**Prompt A:** In the Solana streaming guide, what is Triton One's stated mission?
**Prompt B:** Pick up the Solana streaming and Yellowstone gRPC guide after its final sentence and carry on writing it.

**Selected passage:**

Complete guide to Solana streaming and Yellowstone gRPC

Complete guide to Solana streaming and Yellowstone gRPC

TL;DR

  • Starting in 2021, standard RPC polling (repeatedly asking the chain for data) was too slow for HFT, MEV, and high-performance indexing. By the time you get the data, it’s already stale
  • In 2021, Solana recognised this limit and added the Geyser plugin system to Agave. This allowed the node to emit all data directly from memory, enabling the ecosystem to build plugins that run outside the node but tap into its state
  • Triton pioneered the use of gRPC for this interface, building the Yellowstone gRPC plugin. It allows you to subscribe to the specific data you need and receive it the moment it arrives
  • Shortly, other providers and the whole ecosystem adopted Yellowstone to move from pull → push for any workload that needs fresh, structured data: trading, analytics, DEXs, RFQ engines, indexers, explorers, and portfolio management tools
  • We never run streaming services on voting validators. We use dedicated, non-voting nodes specifically for streaming to ensure the stream never competes with consensus (or other RPC requests) for resources
  • Some of the streaming benefits are: minimising latency and data loss, receiving lightweight payloads (strongly typed Protobufs), eliminating "429 Too Many Requests”, and much more

Introduction

If you are building a trading bot, a real-time indexer, or a DEX on Solana, you have likely hit the "RPC Wall." You hammer an endpoint with getAccountInfo every 200ms, only to get rate-limited or, worse, realise your data is 200ms old by the time it reaches your application logic.

Unlike EVM chains, Solana moves at (almost) the speed of light. On a 400ms block time, being only a little late isn't a thing.

At Triton One, our mission is IBRL – Increase Bandwidth, Reduce Latency. Providing high-performance open-source streaming solutions for the community is one of the ways we achieve it.

**Provided data:**
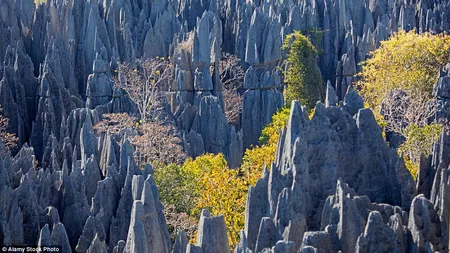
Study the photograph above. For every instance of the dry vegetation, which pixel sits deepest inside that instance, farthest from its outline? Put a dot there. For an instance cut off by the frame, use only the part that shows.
(9, 140)
(145, 83)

**Final answer A:** IBRL: Increase Bandwidth, Reduce Latency.

**Final answer B:**
This guide walks through how streaming on Solana works, what the Yellowstone stack looks like, how to choose a provider when streaming is your primary workload, when to use RPC vs streaming (and which streaming tools to consider), and how to get started.

How does the Yellowstone Geyser plugin work?

At its core, Yellowstone gRPC (or Dragon's Mouth, as we call it) is a piece of software that compiles down to a dynamic shared library (a .so file on Linux).

It utilises the Geyser Plugin Interface provided by Solana Labs. When a validator client starts up, we pass it a configuration flag telling it to load our library into its own memory space. Once loaded, Yellowstone isn't just "watching" the node; it becomes part of the node. It registers callbacks (hooks) directly with the node’s AccountsDb and Bank.

Here’s the step-by-step of the data flow:

  • Whenever the node processes a transaction or updates an account state in memory, it triggers a callback to our plugin
  • We capture raw data, accounts, slots, blocks, and transactions before they are even written to disk
  • Instead of waiting for a client to request it, we immediately serialise it to Protobuf and push it out via a gRPC interface opened by the plugin
  • You receive the data stream (at the commitment level of your choice: processed, confirmed, or finalised)

This bypasses the entire JSON-RPC HTTP layer, eliminating request parsing, JSON serialisation overhead, and polling loops. You subscribe once; the node keeps sending data until you disconnect (unsubscribe).

Where do we run it?

We don’t run Yellowstone on voting validators. Neither do we run it together with nodes serving RPC calls, and we advise our customers with dedicated nodes to do the same (streaming and streaming-only nodes). The goal of streaming is to deliver data immediately, and we want to ensure that speed isn't compromised by "noisy neighbours" spamming heavy RPC calls.

Instead, we run dedicated streaming RPC nodes. These are full bare-metal Solana nodes that follow the cluster and verify the ledger, but don’t vote.

  • Optimised for data. Tuned specifically to handle the massive I/O load of streaming
  • No contention. Your gRPC subscription never competes with the consensus
  • Isolation. We keep streaming nodes physically and logically isolated from general RPC traffic
  • Network topology. We run these nodes next to validators in top-tier data centres to shave every last microsecond of physical latency, optimising the path from validators to RPCs and from there to you

How to run Triton’s Geyser plugin yourself?

While we sell managed infrastructure, we believe the core tools should be shared. We do this to empower more innovation on the network, protect the ecosystem from single points of failure, and give you alternatives to proprietary SDKs from the moment you start building.

We maintain the suite so you can tinker with it or bootstrap it anytime.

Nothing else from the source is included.